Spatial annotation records
________
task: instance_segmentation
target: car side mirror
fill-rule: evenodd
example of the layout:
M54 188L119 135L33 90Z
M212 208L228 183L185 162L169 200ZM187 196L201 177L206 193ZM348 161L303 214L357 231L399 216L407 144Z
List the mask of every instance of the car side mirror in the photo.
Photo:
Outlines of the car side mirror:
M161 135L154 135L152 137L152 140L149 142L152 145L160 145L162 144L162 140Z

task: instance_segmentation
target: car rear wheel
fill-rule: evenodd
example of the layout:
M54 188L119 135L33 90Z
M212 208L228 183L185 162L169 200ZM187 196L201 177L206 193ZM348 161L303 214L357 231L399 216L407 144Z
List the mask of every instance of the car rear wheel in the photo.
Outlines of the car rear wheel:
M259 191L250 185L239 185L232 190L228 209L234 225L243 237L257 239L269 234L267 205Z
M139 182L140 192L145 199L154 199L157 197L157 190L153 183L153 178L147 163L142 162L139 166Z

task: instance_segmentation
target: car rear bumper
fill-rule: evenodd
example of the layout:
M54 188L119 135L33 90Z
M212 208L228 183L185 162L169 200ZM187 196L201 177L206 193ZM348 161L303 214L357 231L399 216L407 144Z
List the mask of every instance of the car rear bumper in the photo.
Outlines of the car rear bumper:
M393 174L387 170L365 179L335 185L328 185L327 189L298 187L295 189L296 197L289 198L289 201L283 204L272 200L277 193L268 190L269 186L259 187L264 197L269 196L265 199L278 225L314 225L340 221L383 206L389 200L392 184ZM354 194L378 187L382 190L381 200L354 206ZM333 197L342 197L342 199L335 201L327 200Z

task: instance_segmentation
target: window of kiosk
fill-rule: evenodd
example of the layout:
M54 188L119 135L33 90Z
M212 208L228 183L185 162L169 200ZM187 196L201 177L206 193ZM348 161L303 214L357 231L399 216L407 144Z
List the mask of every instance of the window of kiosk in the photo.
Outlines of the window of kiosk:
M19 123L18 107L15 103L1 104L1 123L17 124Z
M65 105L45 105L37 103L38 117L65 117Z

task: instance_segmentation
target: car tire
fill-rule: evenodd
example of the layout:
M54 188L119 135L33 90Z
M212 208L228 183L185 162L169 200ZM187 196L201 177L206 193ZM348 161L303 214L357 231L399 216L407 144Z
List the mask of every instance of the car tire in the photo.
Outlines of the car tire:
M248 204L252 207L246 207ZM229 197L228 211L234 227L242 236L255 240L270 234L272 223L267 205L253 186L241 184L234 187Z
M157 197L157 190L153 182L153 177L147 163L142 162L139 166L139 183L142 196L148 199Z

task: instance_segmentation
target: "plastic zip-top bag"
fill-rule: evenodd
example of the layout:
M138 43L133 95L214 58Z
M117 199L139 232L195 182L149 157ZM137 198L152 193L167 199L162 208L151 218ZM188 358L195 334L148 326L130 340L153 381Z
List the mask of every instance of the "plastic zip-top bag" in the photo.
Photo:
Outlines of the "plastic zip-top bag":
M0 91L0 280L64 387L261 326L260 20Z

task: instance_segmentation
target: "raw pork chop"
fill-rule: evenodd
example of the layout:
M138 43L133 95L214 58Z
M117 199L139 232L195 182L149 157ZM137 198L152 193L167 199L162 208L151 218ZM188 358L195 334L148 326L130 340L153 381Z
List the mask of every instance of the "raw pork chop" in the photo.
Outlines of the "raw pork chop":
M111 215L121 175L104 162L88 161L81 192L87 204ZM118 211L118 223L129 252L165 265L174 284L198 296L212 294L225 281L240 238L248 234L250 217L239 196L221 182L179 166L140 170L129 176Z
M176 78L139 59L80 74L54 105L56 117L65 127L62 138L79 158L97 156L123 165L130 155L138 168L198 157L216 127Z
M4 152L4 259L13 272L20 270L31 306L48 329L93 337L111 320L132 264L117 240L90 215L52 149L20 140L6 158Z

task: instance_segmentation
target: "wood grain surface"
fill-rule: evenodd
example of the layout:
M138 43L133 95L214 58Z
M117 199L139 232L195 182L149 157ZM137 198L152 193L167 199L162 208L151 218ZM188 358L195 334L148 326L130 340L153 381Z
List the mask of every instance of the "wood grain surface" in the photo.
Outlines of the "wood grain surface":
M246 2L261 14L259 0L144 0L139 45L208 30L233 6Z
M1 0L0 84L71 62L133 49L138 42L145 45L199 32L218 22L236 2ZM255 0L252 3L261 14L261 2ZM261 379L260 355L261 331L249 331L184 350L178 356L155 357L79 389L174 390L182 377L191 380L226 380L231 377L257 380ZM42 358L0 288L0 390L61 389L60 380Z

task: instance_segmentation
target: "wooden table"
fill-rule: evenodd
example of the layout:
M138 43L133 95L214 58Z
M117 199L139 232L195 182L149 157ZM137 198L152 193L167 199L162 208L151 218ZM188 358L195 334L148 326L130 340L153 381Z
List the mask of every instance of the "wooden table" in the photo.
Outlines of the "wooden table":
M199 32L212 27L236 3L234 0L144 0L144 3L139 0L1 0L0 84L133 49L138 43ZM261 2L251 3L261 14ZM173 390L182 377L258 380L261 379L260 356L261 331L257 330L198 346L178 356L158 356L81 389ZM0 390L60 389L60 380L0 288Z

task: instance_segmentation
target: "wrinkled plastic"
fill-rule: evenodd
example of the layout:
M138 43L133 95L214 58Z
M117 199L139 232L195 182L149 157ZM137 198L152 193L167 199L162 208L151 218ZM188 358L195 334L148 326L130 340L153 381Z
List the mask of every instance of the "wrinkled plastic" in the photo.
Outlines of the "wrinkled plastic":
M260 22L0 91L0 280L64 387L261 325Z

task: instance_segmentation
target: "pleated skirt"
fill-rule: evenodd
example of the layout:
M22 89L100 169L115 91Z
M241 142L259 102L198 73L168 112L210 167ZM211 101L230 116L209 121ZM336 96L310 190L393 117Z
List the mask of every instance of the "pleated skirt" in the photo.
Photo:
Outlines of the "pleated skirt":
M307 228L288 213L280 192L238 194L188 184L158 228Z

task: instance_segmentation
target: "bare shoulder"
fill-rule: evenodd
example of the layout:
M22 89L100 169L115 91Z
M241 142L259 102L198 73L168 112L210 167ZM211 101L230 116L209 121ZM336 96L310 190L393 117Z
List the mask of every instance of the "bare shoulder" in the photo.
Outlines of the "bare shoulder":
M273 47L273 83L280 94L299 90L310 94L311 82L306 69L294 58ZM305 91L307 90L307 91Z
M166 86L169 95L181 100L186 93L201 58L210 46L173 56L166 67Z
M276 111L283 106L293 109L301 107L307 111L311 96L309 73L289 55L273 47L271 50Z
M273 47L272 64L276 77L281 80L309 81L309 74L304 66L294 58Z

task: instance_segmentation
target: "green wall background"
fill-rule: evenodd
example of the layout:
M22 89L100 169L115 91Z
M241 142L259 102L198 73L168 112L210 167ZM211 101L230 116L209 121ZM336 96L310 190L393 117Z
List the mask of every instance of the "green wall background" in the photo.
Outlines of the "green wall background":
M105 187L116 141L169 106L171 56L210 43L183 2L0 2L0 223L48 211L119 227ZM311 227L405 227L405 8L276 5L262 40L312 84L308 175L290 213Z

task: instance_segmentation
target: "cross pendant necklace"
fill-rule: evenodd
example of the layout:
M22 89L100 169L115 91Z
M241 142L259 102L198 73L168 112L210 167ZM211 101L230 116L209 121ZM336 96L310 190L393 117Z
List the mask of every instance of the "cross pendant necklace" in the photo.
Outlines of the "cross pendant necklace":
________
Return each line of the data exactly as written above.

_ANSWER TO THIS PROBLEM:_
task: instance_segmentation
target: car side mirror
fill-rule: evenodd
example of the layout:
M54 188L119 135L33 90Z
M212 208L228 183L185 162L169 200ZM187 196L201 177L206 193ZM348 161L303 214L357 231L399 216L407 144Z
List the mask of every instance of the car side mirror in the photo.
Photo:
Outlines of the car side mirror:
M161 135L154 135L152 137L152 140L149 142L152 145L160 145L162 144L162 140Z

task: instance_segmentation
target: car rear wheel
fill-rule: evenodd
example of the layout:
M54 188L119 135L33 90Z
M212 208L228 183L185 162L169 200ZM187 196L201 177L206 193ZM348 161L303 214L357 231L399 216L407 144Z
List the mask of every instance of the car rear wheel in the photo.
Outlines of the car rear wheel:
M259 191L250 185L239 185L232 190L228 209L234 225L243 237L257 239L269 234L267 205Z
M139 182L140 192L145 199L154 199L157 197L157 190L153 183L153 178L147 163L142 162L139 166Z

task: instance_segmentation
target: car rear bumper
fill-rule: evenodd
example of the layout:
M54 188L119 135L33 90Z
M212 208L228 183L185 162L169 200ZM187 196L201 177L206 193ZM348 161L303 214L357 231L399 216L407 144Z
List the mask of every instance of the car rear bumper in the photo.
Outlines of the car rear bumper:
M393 174L387 170L365 179L335 185L328 185L327 189L298 187L295 189L296 197L289 198L289 201L283 204L272 200L277 193L268 190L269 186L259 187L264 197L269 196L265 199L278 225L314 225L340 221L383 206L389 200L392 184ZM354 194L378 187L382 190L381 200L354 206ZM333 197L342 197L342 199L335 201L327 200Z

task: instance_segmentation
target: window of kiosk
fill-rule: evenodd
example of the layout:
M54 188L119 135L33 90Z
M212 208L228 183L185 162L169 200ZM187 196L201 177L206 193ZM348 161L303 214L357 231L399 216L407 144Z
List the mask of every instance of the window of kiosk in the photo.
Outlines of the window of kiosk:
M19 123L18 107L15 103L1 104L1 123L17 124Z
M65 105L45 105L37 103L38 117L65 117Z

task: instance_segmentation
target: car tire
fill-rule: evenodd
example of the layout:
M54 188L119 135L33 90Z
M212 208L228 183L185 162L169 200ZM187 196L201 177L206 193ZM348 161L303 214L357 231L399 216L407 144Z
List the mask of every instance of the car tire in the photo.
Outlines of the car tire:
M248 204L252 207L246 207ZM229 197L228 211L234 227L242 236L255 240L270 234L272 223L267 205L253 186L241 184L234 187Z
M157 197L157 190L153 182L153 177L147 163L142 162L139 166L139 183L142 196L148 199Z

task: instance_segmentation
target: "plastic zip-top bag"
fill-rule: evenodd
example of the layout:
M138 43L133 95L214 58Z
M117 199L139 232L195 182L149 157ZM137 198L152 193L167 199L162 208L151 218ZM188 358L195 334L148 326L130 340L153 381Z
List the mask of every instance of the "plastic zip-top bag" in the photo.
Photo:
Outlines of the "plastic zip-top bag":
M0 91L0 280L64 387L261 326L260 20Z

task: instance_segmentation
target: "raw pork chop"
fill-rule: evenodd
example of the layout:
M138 43L133 95L214 58Z
M117 199L139 232L195 182L149 157ZM137 198L152 193L167 199L162 208L151 218ZM188 358L195 334L148 326L130 340L153 381Z
List the mask of every instance of the "raw pork chop" in the photo.
Outlines of the "raw pork chop":
M111 215L121 175L104 162L88 161L81 192L87 204ZM118 211L118 223L129 252L165 265L174 284L198 296L212 294L225 281L240 238L248 234L250 217L239 196L221 182L179 166L140 170L129 176Z
M176 78L139 59L80 74L54 105L56 117L65 127L62 138L79 158L97 156L123 165L130 155L138 168L198 157L216 127Z
M4 152L4 259L13 272L20 270L31 306L48 329L93 337L111 320L132 264L117 240L90 215L52 149L20 140L6 158Z

task: instance_segmentation
target: "wood grain surface"
fill-rule: evenodd
example of the layout:
M138 43L133 95L214 58Z
M117 199L139 232L195 182L149 157ZM137 198L152 193L167 199L162 208L151 218ZM188 358L195 334L148 326L130 340L153 381Z
List the mask of every instance of the "wood grain surface" in the photo.
Outlines of the "wood grain surface":
M246 2L261 14L259 0L144 0L139 45L208 30L233 6Z
M1 0L0 84L71 62L133 49L138 42L145 45L199 32L218 22L236 2ZM255 0L252 3L261 14L261 2ZM261 379L260 355L261 331L249 331L184 350L178 356L155 357L79 389L174 390L182 377L191 380L226 380L231 377L257 380ZM42 358L0 288L0 390L61 389L60 380Z

task: instance_segmentation
target: "wooden table"
fill-rule: evenodd
example of the layout:
M138 43L133 95L214 58Z
M117 199L139 232L195 182L149 157ZM137 198L152 193L167 199L162 208L151 218ZM188 358L195 334L148 326L130 340L153 381Z
List the mask of every instance of the "wooden table" in the photo.
Outlines of the "wooden table":
M199 32L212 27L236 3L234 0L144 0L144 3L139 0L1 0L0 84L133 49L138 43ZM261 2L251 3L261 14ZM173 390L182 377L258 380L261 379L260 356L261 331L257 330L198 346L178 356L158 356L81 389ZM0 390L60 389L60 380L0 288Z

task: instance_segmentation
target: "wrinkled plastic"
fill-rule: evenodd
example of the layout:
M138 43L133 95L214 58Z
M117 199L139 232L195 182L149 157ZM137 198L152 193L167 199L162 208L151 218ZM188 358L195 334L148 326L130 340L153 381Z
List the mask of every instance of the "wrinkled plastic" in the photo.
Outlines of the "wrinkled plastic":
M260 22L0 91L0 280L64 387L261 325Z

task: instance_segmentation
target: "pleated skirt"
fill-rule: evenodd
example of the layout:
M22 89L100 169L115 91Z
M241 142L259 102L198 73L168 112L210 167ZM211 101L230 116L209 121ZM336 96L310 190L393 117Z
List the mask of every instance of the "pleated skirt" in the photo.
Photo:
Outlines of the "pleated skirt":
M307 228L288 213L280 192L238 194L188 184L158 228Z

task: instance_segmentation
target: "bare shoulder"
fill-rule: evenodd
example of the layout:
M22 89L100 169L115 91Z
M241 142L259 102L198 73L168 112L210 167ZM211 101L230 116L209 121ZM336 96L310 190L393 117Z
List the mask of every instance of the "bare shoulder" in the photo.
Outlines of the "bare shoulder":
M273 47L273 83L280 94L299 90L310 94L311 82L306 69L294 58ZM305 91L307 90L307 91Z
M166 86L169 95L181 100L186 93L201 58L210 46L173 56L166 67Z
M276 111L283 106L293 109L301 107L307 111L311 96L309 73L289 55L273 47L271 50Z
M273 47L272 64L276 77L281 80L309 81L309 74L304 66L294 58Z

task: instance_segmentation
target: "green wall background"
fill-rule: evenodd
example of the layout:
M22 89L100 169L115 91Z
M241 142L259 102L198 73L168 112L210 167ZM211 101L230 116L209 121ZM336 96L310 190L393 117Z
List the mask of every instance of the "green wall background" in the photo.
Outlines of the "green wall background":
M105 187L116 141L169 106L171 56L210 43L183 2L0 2L0 223L48 211L119 227ZM311 227L405 227L405 8L276 5L262 40L312 84L308 175L290 213Z

task: instance_segmentation
target: "cross pendant necklace"
fill-rule: evenodd
example of the layout:
M22 89L100 169L115 91Z
M241 142L259 102L198 73L168 112L210 167ZM211 101L230 116L209 121ZM336 96L310 190L393 117Z
List the mask of every instance of the "cross pendant necklace" in the photo.
Outlines of the "cross pendant necklace":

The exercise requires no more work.